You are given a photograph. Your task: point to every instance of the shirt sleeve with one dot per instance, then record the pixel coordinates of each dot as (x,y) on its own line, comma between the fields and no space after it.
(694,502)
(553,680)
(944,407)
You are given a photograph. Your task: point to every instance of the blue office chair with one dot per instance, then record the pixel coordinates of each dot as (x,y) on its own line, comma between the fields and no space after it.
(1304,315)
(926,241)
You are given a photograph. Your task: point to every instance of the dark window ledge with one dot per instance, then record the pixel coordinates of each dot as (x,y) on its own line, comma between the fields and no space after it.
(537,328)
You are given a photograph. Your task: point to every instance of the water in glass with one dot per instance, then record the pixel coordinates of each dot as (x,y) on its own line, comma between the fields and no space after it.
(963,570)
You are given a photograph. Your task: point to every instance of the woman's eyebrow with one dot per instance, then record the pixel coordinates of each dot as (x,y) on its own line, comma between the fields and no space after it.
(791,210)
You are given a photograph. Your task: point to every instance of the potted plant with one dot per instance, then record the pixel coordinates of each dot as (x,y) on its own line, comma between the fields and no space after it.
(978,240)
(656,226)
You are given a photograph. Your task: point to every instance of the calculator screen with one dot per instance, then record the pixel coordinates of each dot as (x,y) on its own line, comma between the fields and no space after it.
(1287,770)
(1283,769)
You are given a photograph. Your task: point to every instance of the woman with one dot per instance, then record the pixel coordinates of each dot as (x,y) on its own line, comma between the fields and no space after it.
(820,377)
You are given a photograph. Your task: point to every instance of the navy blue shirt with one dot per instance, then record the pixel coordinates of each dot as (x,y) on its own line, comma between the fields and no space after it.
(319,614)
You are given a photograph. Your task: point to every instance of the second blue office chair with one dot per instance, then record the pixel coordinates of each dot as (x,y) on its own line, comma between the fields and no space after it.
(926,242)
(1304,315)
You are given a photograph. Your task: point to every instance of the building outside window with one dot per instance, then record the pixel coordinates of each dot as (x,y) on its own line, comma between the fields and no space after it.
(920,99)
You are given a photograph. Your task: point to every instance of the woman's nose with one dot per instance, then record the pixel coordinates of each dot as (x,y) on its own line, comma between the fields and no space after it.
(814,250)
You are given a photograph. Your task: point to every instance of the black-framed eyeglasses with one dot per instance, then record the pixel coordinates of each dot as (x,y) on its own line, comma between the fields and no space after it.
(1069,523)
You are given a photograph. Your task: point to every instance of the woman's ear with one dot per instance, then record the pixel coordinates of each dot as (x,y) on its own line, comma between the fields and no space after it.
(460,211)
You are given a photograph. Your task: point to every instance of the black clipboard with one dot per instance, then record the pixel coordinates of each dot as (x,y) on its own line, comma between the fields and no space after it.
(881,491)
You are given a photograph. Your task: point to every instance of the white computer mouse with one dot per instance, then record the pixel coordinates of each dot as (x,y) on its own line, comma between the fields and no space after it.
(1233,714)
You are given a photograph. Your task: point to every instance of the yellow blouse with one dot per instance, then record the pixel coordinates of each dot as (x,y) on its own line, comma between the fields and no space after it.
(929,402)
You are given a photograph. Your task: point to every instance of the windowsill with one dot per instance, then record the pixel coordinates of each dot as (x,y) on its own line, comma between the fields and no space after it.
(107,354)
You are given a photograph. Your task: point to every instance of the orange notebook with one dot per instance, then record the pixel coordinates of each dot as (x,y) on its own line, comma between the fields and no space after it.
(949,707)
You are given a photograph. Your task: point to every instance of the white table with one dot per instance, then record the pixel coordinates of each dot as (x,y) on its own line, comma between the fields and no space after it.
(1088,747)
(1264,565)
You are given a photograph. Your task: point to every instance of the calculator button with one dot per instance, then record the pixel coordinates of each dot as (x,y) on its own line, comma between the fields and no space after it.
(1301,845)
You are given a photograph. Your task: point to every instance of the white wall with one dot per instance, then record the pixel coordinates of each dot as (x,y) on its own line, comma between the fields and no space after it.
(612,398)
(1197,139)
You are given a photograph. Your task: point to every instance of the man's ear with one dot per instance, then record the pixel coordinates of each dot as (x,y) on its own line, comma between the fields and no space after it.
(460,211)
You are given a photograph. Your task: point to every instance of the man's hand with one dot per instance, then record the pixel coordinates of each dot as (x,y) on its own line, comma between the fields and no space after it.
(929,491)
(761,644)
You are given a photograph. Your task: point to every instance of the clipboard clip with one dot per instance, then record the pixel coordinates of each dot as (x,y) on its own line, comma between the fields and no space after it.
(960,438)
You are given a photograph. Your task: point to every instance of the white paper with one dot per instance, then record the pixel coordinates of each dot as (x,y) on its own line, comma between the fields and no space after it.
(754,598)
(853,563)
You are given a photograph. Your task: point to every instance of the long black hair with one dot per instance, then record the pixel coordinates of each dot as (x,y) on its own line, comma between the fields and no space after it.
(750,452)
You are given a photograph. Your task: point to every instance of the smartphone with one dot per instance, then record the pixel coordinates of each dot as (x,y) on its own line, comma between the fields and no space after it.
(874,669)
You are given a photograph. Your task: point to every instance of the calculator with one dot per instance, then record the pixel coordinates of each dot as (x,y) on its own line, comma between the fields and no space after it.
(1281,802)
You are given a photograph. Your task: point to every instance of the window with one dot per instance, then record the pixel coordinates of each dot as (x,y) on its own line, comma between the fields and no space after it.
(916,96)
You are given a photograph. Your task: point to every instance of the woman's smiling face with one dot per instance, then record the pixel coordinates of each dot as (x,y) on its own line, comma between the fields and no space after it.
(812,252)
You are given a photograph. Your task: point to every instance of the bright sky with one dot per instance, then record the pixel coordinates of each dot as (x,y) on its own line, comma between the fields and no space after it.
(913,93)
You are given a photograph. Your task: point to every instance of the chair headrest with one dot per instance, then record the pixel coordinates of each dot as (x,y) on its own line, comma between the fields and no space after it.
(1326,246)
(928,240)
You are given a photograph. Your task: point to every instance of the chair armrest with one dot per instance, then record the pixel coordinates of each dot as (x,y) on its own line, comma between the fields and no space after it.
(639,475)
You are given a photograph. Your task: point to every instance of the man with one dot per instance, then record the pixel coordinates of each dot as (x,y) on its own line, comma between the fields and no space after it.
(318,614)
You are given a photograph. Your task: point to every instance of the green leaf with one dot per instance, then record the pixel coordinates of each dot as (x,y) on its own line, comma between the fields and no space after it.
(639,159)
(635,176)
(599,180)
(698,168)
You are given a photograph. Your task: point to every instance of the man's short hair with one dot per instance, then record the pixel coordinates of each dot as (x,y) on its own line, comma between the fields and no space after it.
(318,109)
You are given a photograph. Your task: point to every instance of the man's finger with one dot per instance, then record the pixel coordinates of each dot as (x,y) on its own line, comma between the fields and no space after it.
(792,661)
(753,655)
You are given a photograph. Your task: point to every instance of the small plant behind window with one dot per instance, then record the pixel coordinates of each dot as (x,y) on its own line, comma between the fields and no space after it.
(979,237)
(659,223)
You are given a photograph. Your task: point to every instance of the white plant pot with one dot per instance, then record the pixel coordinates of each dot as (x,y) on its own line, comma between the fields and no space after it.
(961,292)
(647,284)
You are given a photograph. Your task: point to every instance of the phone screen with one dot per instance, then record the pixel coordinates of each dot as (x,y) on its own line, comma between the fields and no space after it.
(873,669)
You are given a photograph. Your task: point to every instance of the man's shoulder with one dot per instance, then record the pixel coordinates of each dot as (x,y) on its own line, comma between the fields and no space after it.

········

In the listing above, the line with "the white plant" starts the part to copy. Copy it through the last line exactly, with nothing else.

You are given a photograph. Your task: point to every instance of the white plant pot with one dot per instance, then record the pixel coordinates of each dot as (x,y) on its own line, comma between the fields and no space after it.
(961,292)
(647,284)
You are given a photograph. Your task: point to every instance of the phone screen with one dot per instance, then record the pixel coordinates of each dot as (x,y) on its own line, comma between the fields and no space after it.
(873,669)
You are given a photograph. Your task: point to every instance of the man's shoulder with one dot per instance, then record the pixel coordinates of each dot as (x,y) on its own line, comma between the fields and no space after it.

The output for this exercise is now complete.